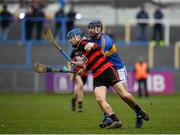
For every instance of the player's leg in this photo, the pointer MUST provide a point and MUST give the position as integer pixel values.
(80, 93)
(122, 91)
(139, 88)
(113, 122)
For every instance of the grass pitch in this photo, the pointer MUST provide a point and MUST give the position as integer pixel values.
(51, 113)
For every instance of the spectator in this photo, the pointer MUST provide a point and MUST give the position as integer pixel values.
(39, 23)
(6, 18)
(71, 15)
(158, 28)
(141, 71)
(58, 16)
(142, 26)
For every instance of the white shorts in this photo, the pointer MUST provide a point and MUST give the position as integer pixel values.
(122, 74)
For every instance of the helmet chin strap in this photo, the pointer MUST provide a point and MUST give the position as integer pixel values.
(97, 30)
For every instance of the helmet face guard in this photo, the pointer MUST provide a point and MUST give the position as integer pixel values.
(94, 24)
(74, 32)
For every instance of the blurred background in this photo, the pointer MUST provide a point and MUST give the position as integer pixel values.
(146, 28)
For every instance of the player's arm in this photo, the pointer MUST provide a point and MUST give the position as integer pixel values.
(111, 51)
(88, 46)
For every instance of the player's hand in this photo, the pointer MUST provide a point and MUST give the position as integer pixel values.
(81, 71)
(89, 46)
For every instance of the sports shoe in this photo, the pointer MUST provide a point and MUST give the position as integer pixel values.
(73, 104)
(106, 122)
(144, 115)
(115, 124)
(139, 120)
(80, 110)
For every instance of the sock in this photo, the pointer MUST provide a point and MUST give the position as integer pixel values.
(137, 108)
(80, 104)
(74, 102)
(113, 117)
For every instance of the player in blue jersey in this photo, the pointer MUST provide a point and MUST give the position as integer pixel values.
(107, 45)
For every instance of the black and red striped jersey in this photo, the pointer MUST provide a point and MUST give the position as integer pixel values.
(75, 56)
(96, 60)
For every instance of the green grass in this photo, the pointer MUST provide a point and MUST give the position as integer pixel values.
(51, 113)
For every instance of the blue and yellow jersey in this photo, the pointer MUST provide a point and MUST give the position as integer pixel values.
(109, 49)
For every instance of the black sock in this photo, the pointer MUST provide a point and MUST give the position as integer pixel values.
(80, 104)
(137, 108)
(113, 117)
(73, 101)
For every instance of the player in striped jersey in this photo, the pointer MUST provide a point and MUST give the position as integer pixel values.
(104, 74)
(79, 80)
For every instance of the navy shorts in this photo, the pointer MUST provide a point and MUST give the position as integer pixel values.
(107, 78)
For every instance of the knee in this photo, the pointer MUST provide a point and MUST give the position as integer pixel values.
(100, 99)
(125, 95)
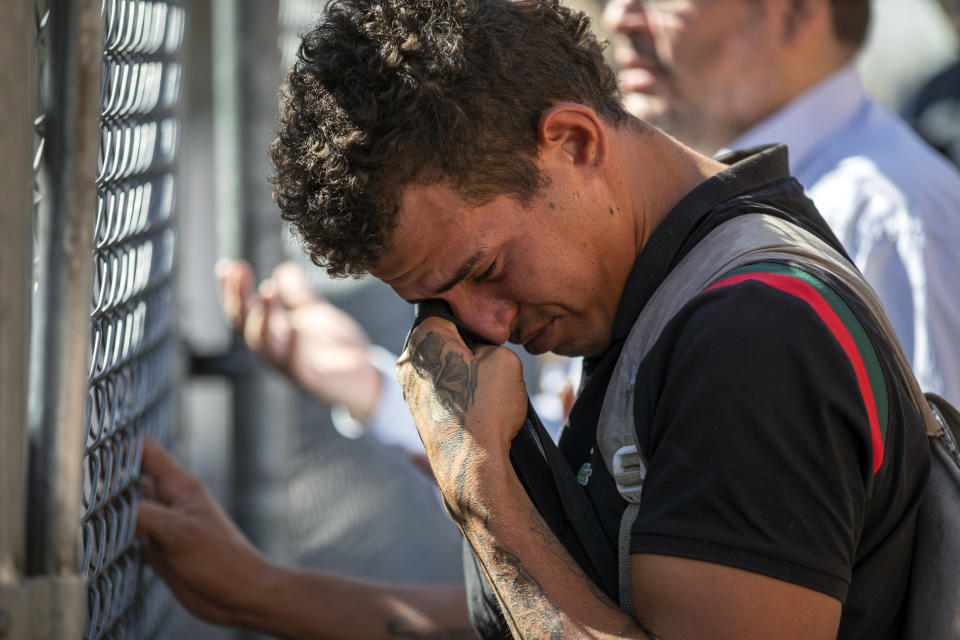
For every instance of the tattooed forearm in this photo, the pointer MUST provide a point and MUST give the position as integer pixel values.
(539, 527)
(402, 627)
(454, 381)
(534, 614)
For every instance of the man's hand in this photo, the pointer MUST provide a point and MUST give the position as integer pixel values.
(467, 405)
(207, 562)
(319, 346)
(217, 574)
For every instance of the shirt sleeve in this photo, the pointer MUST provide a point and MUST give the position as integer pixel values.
(757, 440)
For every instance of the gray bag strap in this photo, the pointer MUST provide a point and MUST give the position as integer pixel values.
(746, 239)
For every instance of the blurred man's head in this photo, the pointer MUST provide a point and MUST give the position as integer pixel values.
(707, 70)
(390, 94)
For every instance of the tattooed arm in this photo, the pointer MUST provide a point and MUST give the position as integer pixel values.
(467, 407)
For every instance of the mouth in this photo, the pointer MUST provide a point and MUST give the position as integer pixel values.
(542, 340)
(639, 65)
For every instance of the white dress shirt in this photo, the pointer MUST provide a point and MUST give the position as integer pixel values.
(894, 204)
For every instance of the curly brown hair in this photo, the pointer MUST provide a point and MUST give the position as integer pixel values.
(391, 93)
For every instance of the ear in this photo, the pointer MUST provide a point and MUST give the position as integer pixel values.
(572, 134)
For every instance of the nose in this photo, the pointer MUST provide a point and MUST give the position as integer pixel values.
(490, 316)
(628, 17)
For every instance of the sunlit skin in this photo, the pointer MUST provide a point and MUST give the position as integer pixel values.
(547, 275)
(705, 71)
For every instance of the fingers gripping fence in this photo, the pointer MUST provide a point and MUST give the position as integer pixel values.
(131, 377)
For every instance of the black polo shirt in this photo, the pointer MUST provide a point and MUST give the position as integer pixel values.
(762, 453)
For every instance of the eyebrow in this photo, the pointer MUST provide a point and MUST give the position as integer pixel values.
(461, 273)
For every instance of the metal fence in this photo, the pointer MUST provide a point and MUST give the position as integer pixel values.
(131, 371)
(93, 184)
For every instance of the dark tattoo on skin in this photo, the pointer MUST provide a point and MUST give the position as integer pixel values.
(550, 542)
(529, 610)
(454, 381)
(454, 385)
(400, 627)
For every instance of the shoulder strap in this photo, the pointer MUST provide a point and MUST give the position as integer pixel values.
(746, 239)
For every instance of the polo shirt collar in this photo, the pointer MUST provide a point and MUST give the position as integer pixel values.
(811, 120)
(749, 169)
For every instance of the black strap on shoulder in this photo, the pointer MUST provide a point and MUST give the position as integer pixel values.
(548, 480)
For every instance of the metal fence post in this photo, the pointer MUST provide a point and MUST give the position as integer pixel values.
(246, 105)
(72, 108)
(17, 69)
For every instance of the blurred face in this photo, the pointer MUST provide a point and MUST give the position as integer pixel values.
(545, 276)
(702, 70)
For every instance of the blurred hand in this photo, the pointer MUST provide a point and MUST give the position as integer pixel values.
(193, 546)
(284, 322)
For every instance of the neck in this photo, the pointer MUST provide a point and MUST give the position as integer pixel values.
(653, 172)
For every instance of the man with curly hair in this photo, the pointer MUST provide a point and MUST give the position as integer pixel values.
(477, 151)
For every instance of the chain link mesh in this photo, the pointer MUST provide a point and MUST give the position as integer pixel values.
(131, 375)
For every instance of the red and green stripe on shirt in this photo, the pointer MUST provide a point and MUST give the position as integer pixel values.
(844, 326)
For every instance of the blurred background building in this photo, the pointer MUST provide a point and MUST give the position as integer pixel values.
(134, 142)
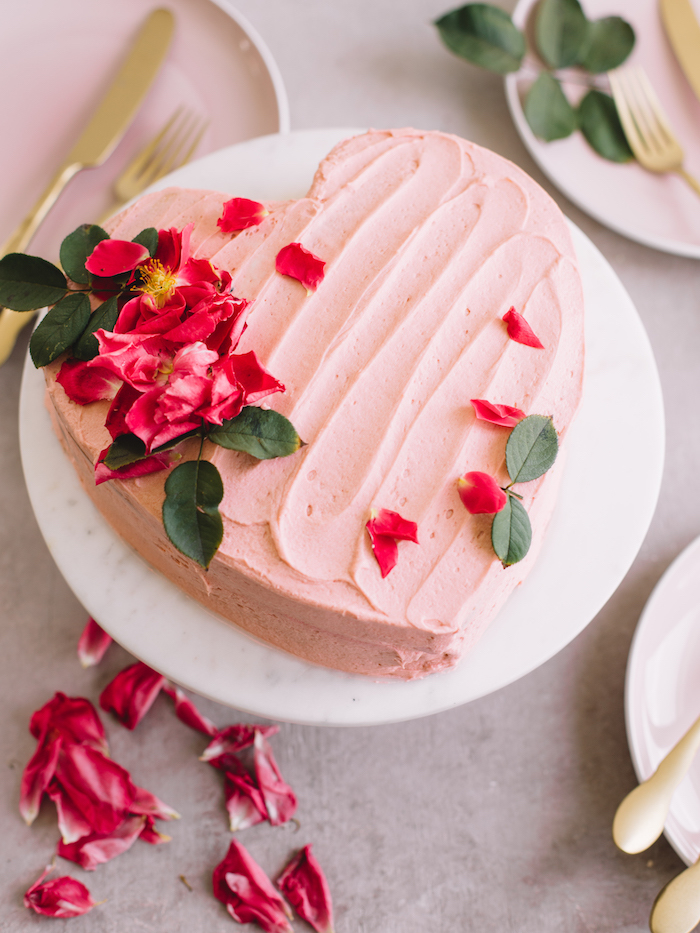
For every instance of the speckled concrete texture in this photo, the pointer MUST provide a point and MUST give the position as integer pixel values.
(494, 817)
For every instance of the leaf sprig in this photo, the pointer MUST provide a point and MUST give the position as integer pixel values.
(531, 450)
(564, 38)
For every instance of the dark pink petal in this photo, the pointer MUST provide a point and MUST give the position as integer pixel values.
(113, 257)
(520, 331)
(187, 712)
(234, 739)
(61, 897)
(505, 415)
(91, 851)
(480, 493)
(299, 263)
(37, 775)
(132, 693)
(280, 800)
(306, 889)
(92, 644)
(246, 891)
(240, 213)
(84, 384)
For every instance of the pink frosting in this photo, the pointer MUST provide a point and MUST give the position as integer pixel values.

Aim of the exercise:
Once the images are set aside, retype all of the material above exactly.

Response to the task:
For every instance of the player's leg in this photo, the pointer MUST provide a point and MUST give the position as integer pixel values.
(80, 93)
(122, 91)
(139, 88)
(113, 122)
For every instance of the grass pitch in this photo, the pointer MUST provide a point and MUST give the position as integer pixel values.
(51, 113)
For every instance of the spectator in this photo, the pointer MUST provide a point and MUST give the position as integer pixel values.
(39, 23)
(6, 18)
(71, 15)
(158, 28)
(141, 71)
(58, 16)
(142, 26)
For every instance of the white shorts in this photo, the pointer MUST provide a point and MUST give the position as integer pixel values.
(122, 74)
For every instance of the helmet chin strap in this photo, the pointer MUST provide a point and MUST give the position as integer pixel values.
(97, 30)
For every instance of the helmet face guard in this photo, the pointer MUST provide a point and MUST give the position as integer pixel values.
(94, 24)
(74, 32)
For every instance of the blurred background in this photo, the pointer MUST provide a point and MUST give the position as integer pixel values.
(146, 28)
For every instance of the player's arm in this photo, the pointer MUST provide a point and MUST give the position as integer pixel values.
(111, 51)
(88, 46)
For every instance of the player's hand in this photo, the pointer MUST provide a point and MUST give the position as integer pixel values.
(81, 71)
(89, 46)
For every instance of the sports shoe in this photo, the pointer MUST provide a point and MUST give the position as integer pixel values.
(73, 104)
(106, 122)
(144, 115)
(115, 124)
(139, 120)
(80, 110)
For every instance of the sock in this photo, the pointer MUST provide a point and MUST give the position as integer pixel values.
(137, 108)
(80, 104)
(74, 102)
(113, 117)
For every instance of the player in blue jersey in this photo, the pointer MUST provide a point and MUST give the position as integer pixel values.
(107, 45)
For every instance of the black and red striped jersey in this photo, the pointer MUST provide a point and MUST give the position as integer pixel values.
(75, 56)
(96, 60)
For every instance of the green grass in this photo, the pointer MUST provide a point and MUST give the position as integer pixel values.
(51, 113)
For every instance of the blue and yellow jersey in this photo, the pointer MUST provide a point and MUST give the position as integer pixel values.
(109, 49)
For every instance of the black sock in this photo, the pointer MUST provide a point and MUST give the position as integer pixel values.
(80, 104)
(137, 108)
(113, 117)
(73, 101)
For every instance of the player in striped jersey in this photo, the pointer MUST provide a point and MUST give the position as integer pixel values.
(104, 74)
(79, 80)
For every instance of the navy shorts in this photo, the pointer MUST provide a point and MUST give the position as integer pixel values.
(107, 78)
For every instance of the knee in this photo, the pointer MUST provide a point and MUST give the position as integer pixel values.
(100, 99)
(125, 95)
For every instance of the tattooed forearm in this photo, the pointer MUST provide a point and MUST give the position as integer pixel values.
(539, 527)
(402, 627)
(454, 381)
(534, 614)
For every instance of the man's hand in this photo, the pointer MUST provide a point and MUST give the position as integer pixel values.
(467, 405)
(207, 562)
(319, 346)
(217, 574)
For every instance of the shirt sleeve in this photo, the pointer MUST provide a point and MUST give the position as integer pixel values.
(757, 440)
For every instance of the gray bag strap in this photo, the pointer MUST provide a point and MUST give the position as integer pixel values.
(746, 239)
For every instance of the blurred man's head in this photo, the pointer MUST provide a point and MUST give the position as integer pixel values.
(707, 70)
(390, 94)
For every instance of the tattooed arm in this photo, the pointer MUST provide a point and MUST give the position as integer pixel values.
(467, 407)
For every instance of the mouth in this photo, the pointer MUST provide a point and MUST give the position as integer pixel values.
(542, 340)
(639, 65)
For every instance of the white dress shirt in this photo, the pointer MUST provide a point and MUST give the position as integer pixel values.
(894, 204)
For every instance of the curly brown hair in this photo, the pointer MUST provide a point and MUST give the position as integer pixel values.
(391, 93)
For every instance of the ear in this photo, the pointer MUST provide a point and MUST give the position as integer pixel values.
(572, 134)
For every instance of the nose in this photo, the pointer MUST provide a point and MUST give the position as integer pixel values.
(490, 316)
(628, 17)
For every instance of the sunlit skin in this photo, the pointer MUST provide a point and MUST give the position as integer pixel values.
(547, 275)
(705, 71)
For every instance of the fingers gripping fence in this photo, the pointer MUST provide a point and MUST give the position as integer pixel values.
(131, 377)
For every instance of the black polo shirt in this photo, the pointer MUST provide a point and MUST give the position as integer pixel values.
(762, 453)
For every instance of the eyebrow in this photo, the pointer MUST provide a point and MUST give the position as integer pixel values.
(461, 273)
For every instance of the metal fence in this photo, the pointer MUST provide a point and MUST give the position as integer pixel values.
(131, 371)
(93, 184)
For every instance of the dark tattoo on skin in this photo, the pointer MUST provide a point and MUST give the position as integer pixel values.
(550, 542)
(529, 610)
(454, 381)
(454, 385)
(400, 627)
For every instance of the shoulder strap in this photo, the pointer MUST provide a point and MUST give the position as integer pixel values.
(746, 239)
For every instance of the polo shirt collar in this photo, the pointer MUST provide a point and MUST give the position as integer pixel values.
(811, 120)
(749, 169)
For every instance of the black strap on shoulder in this photo, the pointer MUST provide a point and MUST give the position as integer pixel values.
(548, 480)
For every instance of the metal fence post in this photo, the pointer MUST provide a point and MUST give the position as integer pixel values.
(246, 105)
(72, 108)
(17, 69)
For every instance of the blurred face in this photo, the pointer MUST provide a point and MUST give the position as integer pixel values.
(545, 276)
(702, 70)
For every instance of the blurred hand in this photo, the pointer MUST provide a point and MUST give the position as integer pixel values.
(193, 546)
(284, 322)
For every instance of the neck in this photo, the pointer MUST provide a point and MUST give the position as integer pixel values.
(653, 172)
For every instance of the man with curly hair in this photo, the pointer MUST provide a point and MUST give the position as integer pixel values.
(477, 151)
For every instance of the chain link mesh in this photo, the pointer MUST provide a point and MUST give the position as integer pixel values.
(131, 375)
For every instance of the red and green stripe on shirt in this photo, the pointer MUST provide a point and MUST give the position as integer pixel values.
(844, 326)
For every instance of the blurred background building in this photo, the pointer MUST provide a point and MUST give the position as integer pixel values.
(134, 142)
For every instance of the speckled concrete texture in this photo, the pointer MUST provide a point and MUST give the position as integer pixel values.
(494, 817)
For every instance of the leaf sprig in this photo, the pointer MUST provide a point and MUST give the position as integer pixel values.
(531, 450)
(564, 38)
For every instance of the dark pink petal in this photo, the pointer MUST provide a point and MUST give the position as integer pixel values.
(113, 257)
(520, 331)
(187, 712)
(234, 739)
(61, 897)
(505, 415)
(91, 851)
(480, 493)
(299, 263)
(37, 775)
(132, 693)
(280, 800)
(306, 889)
(92, 644)
(246, 891)
(240, 213)
(84, 384)
For every instance of the pink frosting in this photo, the pointer MUST provide a point and MUST give the position as integer pixel values.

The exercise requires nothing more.